PROBLEM STATEMENT -
Please repeat word for word the part of the Varavoor passage below that begins at the words "It is widely" and stops after the words "fallow after harvest.".

PASSAGE SHOWN -
^^^^^^^^^^^^^^^^

It is widely believed that this village was situated on the banks of Bharathapuzha during prehistoric times. Shrinking of the river over several millennia of human settlements has moved the village more distant from its banks. It is surrounded by small green hills and is 30 mins drive away from the cultural capital of Kerala. Varavoor was declared "litigation-free" village on 7 May 2000.
Climatic conditions in and around Varavoor varies around the year. The well-known Palakkal Pooram is usually held in the month of February welcoming tourists from different parts of the country. During the month of February, paddy fields surrounding the Palakkal temple is usually fallow after harvest.

==Flora and Fauna==
Varavoor is home to a wide variety of flora and fauna. Several herbs and plant species are found in small patches around the place. Main occupation of the people used to be agriculture. Many youngsters had relocated to cities looking for a white collar job in the past and agriculture has since taken a backseat, like elsewhere in the state. Once lush green paddy fields are now dry barren pieces of land. Animals mainly include domestic livestock and cattle. Small animals like mongoose, porcupine, squirrels etc. were once in abundance. When the habitat of animals like snakes, peacocks, foxes, monkeys, deer and boars were disturbed, they took on to the remaining paddy fields and rubber plantations. Now many of these animals are sighted regularly in the fields and bushes. Depletion of water bodies have driven away many species of birds which used to flock in and roost in the locality.

^^^^^^^^^^^^^^^^

PROVIDED INFORMATION -

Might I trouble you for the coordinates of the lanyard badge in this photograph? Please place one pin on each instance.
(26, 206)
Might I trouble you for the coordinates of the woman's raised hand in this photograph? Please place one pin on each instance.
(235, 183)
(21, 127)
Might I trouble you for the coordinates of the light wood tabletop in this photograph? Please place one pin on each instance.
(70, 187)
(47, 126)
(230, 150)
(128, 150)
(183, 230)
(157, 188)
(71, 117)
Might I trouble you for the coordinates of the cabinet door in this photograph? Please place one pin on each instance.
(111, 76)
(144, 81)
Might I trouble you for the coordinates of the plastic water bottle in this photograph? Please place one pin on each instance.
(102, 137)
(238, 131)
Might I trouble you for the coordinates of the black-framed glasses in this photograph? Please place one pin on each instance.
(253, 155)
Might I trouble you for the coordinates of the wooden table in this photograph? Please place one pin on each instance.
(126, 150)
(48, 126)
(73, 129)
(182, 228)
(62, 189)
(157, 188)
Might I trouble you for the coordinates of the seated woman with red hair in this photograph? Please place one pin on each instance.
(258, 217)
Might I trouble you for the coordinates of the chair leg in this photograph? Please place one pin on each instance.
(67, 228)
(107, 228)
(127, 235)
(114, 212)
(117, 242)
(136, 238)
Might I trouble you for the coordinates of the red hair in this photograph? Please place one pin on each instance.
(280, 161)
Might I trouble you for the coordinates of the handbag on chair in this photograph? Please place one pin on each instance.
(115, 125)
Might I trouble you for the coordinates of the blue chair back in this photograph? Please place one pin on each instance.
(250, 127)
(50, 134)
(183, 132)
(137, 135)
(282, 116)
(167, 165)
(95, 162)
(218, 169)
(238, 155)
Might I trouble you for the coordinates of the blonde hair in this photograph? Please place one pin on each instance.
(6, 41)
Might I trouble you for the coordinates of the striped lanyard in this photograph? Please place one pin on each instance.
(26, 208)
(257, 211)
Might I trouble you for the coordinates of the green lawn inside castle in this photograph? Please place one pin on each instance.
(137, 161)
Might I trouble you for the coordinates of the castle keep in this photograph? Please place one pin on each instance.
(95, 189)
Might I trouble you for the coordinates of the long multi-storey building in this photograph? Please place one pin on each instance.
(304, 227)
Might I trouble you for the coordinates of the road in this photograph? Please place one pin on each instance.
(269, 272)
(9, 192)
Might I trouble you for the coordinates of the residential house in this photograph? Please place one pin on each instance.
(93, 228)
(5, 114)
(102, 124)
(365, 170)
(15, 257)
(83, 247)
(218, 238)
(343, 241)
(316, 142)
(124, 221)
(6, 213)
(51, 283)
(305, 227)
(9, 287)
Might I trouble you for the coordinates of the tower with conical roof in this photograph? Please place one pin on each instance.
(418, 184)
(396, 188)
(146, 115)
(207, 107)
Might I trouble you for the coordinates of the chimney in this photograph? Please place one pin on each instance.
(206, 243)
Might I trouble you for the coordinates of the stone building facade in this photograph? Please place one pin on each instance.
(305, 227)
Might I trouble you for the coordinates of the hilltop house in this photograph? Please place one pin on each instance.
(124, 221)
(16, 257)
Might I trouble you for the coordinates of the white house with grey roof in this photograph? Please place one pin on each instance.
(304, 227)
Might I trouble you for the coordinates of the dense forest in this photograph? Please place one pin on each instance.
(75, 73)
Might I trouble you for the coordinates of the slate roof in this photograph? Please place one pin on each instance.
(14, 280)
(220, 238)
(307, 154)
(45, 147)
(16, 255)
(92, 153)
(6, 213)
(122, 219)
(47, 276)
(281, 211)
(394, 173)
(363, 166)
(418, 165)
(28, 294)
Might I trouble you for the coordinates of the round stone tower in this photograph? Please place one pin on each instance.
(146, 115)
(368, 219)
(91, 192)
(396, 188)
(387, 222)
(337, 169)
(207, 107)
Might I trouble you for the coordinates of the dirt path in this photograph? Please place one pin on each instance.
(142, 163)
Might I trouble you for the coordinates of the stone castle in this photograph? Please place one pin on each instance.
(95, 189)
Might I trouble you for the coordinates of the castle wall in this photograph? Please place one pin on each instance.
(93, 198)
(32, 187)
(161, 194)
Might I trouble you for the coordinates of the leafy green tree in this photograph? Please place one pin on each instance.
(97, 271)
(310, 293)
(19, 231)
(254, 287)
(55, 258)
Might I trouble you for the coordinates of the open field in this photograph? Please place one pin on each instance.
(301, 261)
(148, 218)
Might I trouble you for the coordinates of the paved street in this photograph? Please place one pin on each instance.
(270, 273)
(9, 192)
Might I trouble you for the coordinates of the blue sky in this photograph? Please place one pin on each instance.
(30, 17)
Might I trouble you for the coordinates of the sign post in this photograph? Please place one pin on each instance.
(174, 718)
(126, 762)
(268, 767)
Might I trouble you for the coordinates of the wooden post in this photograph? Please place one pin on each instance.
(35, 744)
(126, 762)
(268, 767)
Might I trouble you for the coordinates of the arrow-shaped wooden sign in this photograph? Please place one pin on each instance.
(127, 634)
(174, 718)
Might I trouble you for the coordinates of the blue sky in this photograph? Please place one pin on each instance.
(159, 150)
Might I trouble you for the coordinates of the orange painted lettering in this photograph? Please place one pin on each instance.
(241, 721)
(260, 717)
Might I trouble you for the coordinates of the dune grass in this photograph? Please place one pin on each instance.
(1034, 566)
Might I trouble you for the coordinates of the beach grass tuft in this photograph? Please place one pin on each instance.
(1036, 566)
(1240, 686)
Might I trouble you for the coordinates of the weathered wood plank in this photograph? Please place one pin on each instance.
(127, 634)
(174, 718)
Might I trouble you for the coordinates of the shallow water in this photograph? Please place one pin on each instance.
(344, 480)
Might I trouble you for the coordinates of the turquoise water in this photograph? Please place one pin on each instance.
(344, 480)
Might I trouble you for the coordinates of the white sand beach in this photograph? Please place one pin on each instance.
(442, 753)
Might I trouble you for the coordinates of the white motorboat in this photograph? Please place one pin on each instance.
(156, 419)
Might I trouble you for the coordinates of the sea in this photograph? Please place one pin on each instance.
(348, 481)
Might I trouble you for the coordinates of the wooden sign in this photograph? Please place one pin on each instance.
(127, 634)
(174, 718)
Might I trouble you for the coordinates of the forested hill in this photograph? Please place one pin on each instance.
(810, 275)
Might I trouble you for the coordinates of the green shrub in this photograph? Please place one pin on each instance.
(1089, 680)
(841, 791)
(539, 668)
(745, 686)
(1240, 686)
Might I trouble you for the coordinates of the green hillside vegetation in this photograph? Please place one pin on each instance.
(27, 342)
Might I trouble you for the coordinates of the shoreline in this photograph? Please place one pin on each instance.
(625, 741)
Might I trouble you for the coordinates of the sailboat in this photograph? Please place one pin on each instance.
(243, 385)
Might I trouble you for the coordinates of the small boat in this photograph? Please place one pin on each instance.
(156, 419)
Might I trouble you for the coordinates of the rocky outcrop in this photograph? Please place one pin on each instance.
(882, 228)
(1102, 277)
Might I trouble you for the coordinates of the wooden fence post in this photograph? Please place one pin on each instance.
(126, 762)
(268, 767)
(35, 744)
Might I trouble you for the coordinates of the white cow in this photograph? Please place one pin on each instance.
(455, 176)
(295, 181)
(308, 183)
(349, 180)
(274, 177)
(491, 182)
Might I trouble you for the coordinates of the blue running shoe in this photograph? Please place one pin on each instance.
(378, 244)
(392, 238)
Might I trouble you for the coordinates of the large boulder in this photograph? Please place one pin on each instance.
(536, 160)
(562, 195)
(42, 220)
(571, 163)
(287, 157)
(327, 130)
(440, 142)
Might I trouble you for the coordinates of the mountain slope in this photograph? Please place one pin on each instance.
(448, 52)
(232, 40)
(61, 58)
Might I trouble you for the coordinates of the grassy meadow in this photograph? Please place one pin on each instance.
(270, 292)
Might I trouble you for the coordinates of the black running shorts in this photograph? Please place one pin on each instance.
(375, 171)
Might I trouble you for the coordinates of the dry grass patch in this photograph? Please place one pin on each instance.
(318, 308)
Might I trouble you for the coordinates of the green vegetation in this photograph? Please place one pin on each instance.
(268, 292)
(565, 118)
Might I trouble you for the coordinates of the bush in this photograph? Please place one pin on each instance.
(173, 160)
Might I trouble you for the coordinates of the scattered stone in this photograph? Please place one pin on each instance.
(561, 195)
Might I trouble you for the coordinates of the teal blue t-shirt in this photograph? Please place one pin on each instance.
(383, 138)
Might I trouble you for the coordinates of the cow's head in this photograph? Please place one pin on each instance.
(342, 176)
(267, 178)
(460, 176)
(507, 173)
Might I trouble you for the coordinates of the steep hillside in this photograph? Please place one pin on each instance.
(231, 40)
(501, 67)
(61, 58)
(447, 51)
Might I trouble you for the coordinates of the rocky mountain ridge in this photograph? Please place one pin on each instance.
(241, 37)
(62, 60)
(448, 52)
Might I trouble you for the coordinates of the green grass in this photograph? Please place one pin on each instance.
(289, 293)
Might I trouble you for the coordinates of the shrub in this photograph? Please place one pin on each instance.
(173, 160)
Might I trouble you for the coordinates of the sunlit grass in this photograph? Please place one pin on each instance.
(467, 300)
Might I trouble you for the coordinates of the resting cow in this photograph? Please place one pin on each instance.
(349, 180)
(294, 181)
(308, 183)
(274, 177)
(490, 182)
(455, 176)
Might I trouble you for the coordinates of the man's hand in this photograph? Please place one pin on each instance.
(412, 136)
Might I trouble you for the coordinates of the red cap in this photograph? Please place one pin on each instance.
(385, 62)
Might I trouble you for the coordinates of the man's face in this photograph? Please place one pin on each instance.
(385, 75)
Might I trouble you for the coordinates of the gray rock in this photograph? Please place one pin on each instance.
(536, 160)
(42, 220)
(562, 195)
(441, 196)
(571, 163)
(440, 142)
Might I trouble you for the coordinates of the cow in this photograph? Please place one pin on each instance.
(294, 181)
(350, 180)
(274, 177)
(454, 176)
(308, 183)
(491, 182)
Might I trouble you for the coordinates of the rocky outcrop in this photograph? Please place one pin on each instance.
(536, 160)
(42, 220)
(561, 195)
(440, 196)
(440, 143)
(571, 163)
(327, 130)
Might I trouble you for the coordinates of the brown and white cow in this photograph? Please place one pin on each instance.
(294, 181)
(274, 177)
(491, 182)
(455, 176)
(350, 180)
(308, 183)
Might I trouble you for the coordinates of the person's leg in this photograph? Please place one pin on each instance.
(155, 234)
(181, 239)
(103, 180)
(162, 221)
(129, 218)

^^^^^^^^^^^^^^^^

COMPLETED EXERCISE -
It is widely believed that this village was situated on the banks of Bharathapuzha during prehistoric times. Shrinking of the river over several millennia of human settlements has moved the village more distant from its banks. It is surrounded by small green hills and is 30 mins drive away from the cultural capital of Kerala. Varavoor was declared "litigation-free" village on 7 May 2000.
Climatic conditions in and around Varavoor varies around the year. The well-known Palakkal Pooram is usually held in the month of February welcoming tourists from different parts of the country. During the month of February, paddy fields surrounding the Palakkal temple is usually fallow after harvest.